## WHAT TO WORK ON
Search the data for the string "shall" and copy each line in which it appears.

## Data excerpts
○ ○ ○

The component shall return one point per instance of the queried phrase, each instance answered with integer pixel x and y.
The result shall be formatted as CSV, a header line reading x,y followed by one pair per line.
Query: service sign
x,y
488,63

○ ○ ○

## SOLVED PROBLEM
The component shall return one point per instance of the queried phrase, each instance answered with integer pixel x and y.
The result shall be formatted as CSV, a header line reading x,y followed by one pair per line.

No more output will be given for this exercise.